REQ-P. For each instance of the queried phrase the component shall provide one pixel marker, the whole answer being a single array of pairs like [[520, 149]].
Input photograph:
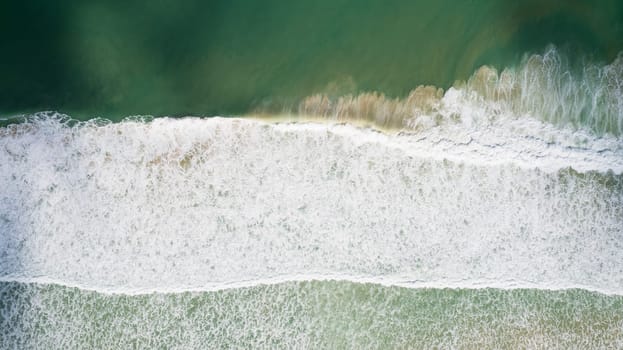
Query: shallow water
[[389, 174]]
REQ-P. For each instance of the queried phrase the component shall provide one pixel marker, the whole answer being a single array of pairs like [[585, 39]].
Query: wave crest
[[543, 87]]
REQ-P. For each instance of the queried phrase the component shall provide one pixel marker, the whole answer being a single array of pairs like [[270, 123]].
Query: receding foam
[[196, 204]]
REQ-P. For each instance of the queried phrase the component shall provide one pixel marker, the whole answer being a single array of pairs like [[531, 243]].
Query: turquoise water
[[118, 58], [310, 315], [387, 175]]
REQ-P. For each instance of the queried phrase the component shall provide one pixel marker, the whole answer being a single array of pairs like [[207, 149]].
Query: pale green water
[[513, 169], [337, 315]]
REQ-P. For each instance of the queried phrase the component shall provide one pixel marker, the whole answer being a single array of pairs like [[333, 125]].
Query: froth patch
[[203, 203], [543, 87]]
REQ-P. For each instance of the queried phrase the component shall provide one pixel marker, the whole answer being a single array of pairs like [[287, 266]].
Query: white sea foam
[[195, 204]]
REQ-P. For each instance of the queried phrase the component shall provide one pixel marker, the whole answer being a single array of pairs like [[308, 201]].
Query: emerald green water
[[118, 58], [335, 315]]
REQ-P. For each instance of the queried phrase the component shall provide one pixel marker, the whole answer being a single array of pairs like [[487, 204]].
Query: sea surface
[[311, 174]]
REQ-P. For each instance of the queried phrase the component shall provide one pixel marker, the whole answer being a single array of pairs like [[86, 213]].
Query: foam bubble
[[193, 204], [543, 87]]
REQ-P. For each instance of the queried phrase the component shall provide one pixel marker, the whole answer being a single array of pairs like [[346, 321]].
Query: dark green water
[[328, 315], [118, 58]]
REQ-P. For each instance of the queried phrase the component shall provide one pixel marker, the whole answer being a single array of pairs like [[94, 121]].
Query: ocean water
[[311, 175]]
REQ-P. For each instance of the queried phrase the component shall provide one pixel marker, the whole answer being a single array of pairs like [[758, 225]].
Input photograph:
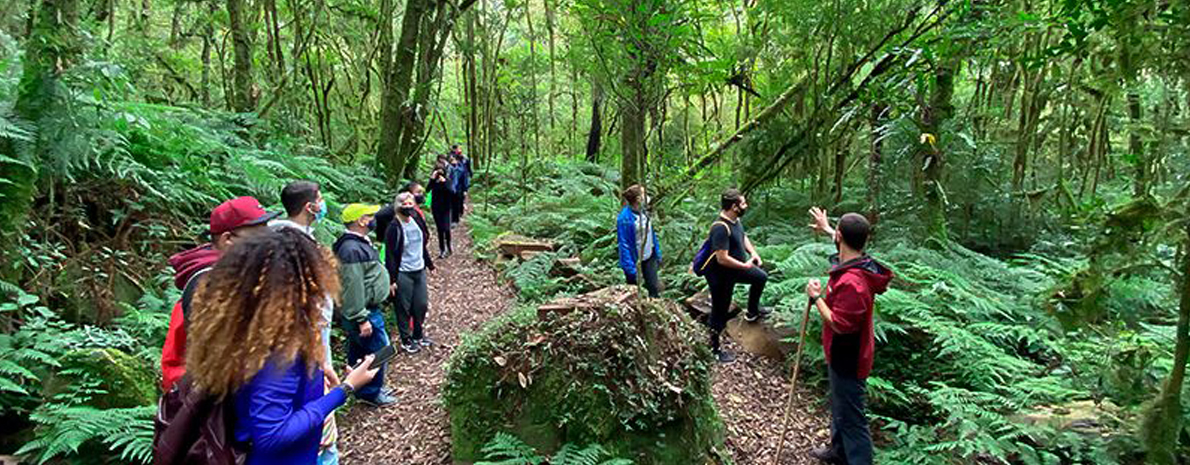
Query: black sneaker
[[762, 313], [825, 454], [382, 400]]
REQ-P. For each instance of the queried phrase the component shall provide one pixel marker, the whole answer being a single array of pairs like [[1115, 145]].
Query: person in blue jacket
[[640, 253], [255, 339]]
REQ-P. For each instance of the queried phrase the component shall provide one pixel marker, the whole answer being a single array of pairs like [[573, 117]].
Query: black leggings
[[442, 224], [722, 282]]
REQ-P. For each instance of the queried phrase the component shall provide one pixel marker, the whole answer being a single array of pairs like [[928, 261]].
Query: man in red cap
[[230, 221]]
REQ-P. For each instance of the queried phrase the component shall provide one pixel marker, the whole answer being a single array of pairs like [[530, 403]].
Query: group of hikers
[[246, 360], [845, 305], [246, 363]]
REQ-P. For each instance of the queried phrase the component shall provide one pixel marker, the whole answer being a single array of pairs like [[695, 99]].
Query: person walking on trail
[[733, 261], [387, 213], [442, 202], [847, 338], [305, 206], [365, 288], [462, 169], [230, 222], [640, 253], [255, 345], [407, 261]]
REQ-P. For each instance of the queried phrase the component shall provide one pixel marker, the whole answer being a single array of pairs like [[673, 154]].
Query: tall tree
[[242, 43]]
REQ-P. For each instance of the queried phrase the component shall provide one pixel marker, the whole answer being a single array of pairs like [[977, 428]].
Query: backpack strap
[[712, 256], [192, 287]]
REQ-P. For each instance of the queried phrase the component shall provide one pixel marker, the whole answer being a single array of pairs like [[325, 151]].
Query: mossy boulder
[[628, 374], [117, 378]]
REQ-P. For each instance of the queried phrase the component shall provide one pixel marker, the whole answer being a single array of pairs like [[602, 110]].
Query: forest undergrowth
[[974, 363]]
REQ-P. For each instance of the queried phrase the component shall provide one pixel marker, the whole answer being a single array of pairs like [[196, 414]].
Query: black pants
[[456, 211], [412, 302], [850, 439], [647, 270], [722, 282], [442, 213]]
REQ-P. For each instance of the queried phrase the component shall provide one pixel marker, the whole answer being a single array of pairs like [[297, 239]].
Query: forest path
[[464, 293]]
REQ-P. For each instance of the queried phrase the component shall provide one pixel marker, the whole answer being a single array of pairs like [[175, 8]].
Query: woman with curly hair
[[256, 339]]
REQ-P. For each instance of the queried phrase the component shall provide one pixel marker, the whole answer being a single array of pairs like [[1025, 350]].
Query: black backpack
[[193, 428]]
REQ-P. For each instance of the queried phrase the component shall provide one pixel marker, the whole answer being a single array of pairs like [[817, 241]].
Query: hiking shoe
[[762, 313], [382, 400], [825, 454]]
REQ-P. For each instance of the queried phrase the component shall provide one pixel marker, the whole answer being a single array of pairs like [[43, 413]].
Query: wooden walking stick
[[793, 383]]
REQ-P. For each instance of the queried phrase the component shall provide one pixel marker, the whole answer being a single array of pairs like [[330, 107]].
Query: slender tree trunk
[[242, 44], [1162, 425], [1135, 146], [874, 163], [396, 90], [532, 81], [596, 130], [52, 48], [929, 155]]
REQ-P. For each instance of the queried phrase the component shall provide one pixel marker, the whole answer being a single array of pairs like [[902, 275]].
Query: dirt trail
[[464, 293]]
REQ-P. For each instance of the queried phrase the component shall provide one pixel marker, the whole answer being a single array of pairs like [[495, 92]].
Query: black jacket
[[394, 245]]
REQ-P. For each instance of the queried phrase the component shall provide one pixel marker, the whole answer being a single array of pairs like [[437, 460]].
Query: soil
[[464, 293]]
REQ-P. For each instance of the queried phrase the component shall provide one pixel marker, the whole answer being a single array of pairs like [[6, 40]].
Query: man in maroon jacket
[[847, 338]]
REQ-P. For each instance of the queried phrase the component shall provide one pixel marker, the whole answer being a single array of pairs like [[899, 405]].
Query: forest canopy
[[1023, 164]]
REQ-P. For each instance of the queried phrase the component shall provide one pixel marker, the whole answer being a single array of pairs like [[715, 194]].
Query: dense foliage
[[1025, 163]]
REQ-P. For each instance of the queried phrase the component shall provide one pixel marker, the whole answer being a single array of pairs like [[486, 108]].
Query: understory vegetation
[[1025, 164], [976, 358]]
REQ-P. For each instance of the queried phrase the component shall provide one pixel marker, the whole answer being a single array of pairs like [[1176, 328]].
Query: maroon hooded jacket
[[850, 343], [173, 356]]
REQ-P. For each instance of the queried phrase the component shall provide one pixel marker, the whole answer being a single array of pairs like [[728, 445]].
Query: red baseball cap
[[238, 212]]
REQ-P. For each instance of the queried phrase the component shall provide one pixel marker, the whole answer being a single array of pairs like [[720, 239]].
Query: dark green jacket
[[363, 276]]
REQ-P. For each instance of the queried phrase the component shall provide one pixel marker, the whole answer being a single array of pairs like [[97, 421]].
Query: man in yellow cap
[[364, 290]]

__________________________________________________

● **Job**: Reproduce verbatim the lines from the entries above, starting with the line that contains "like [[585, 39]]." and going on through the line that contains "[[543, 87]]", with both of those lines included.

● **Answer to the exercise**:
REQ-P. For each instance of the queried phrase the component shall provide one pixel marker, the whole answer being a single array of pairs like [[585, 39]].
Query: wave crest
[[543, 87]]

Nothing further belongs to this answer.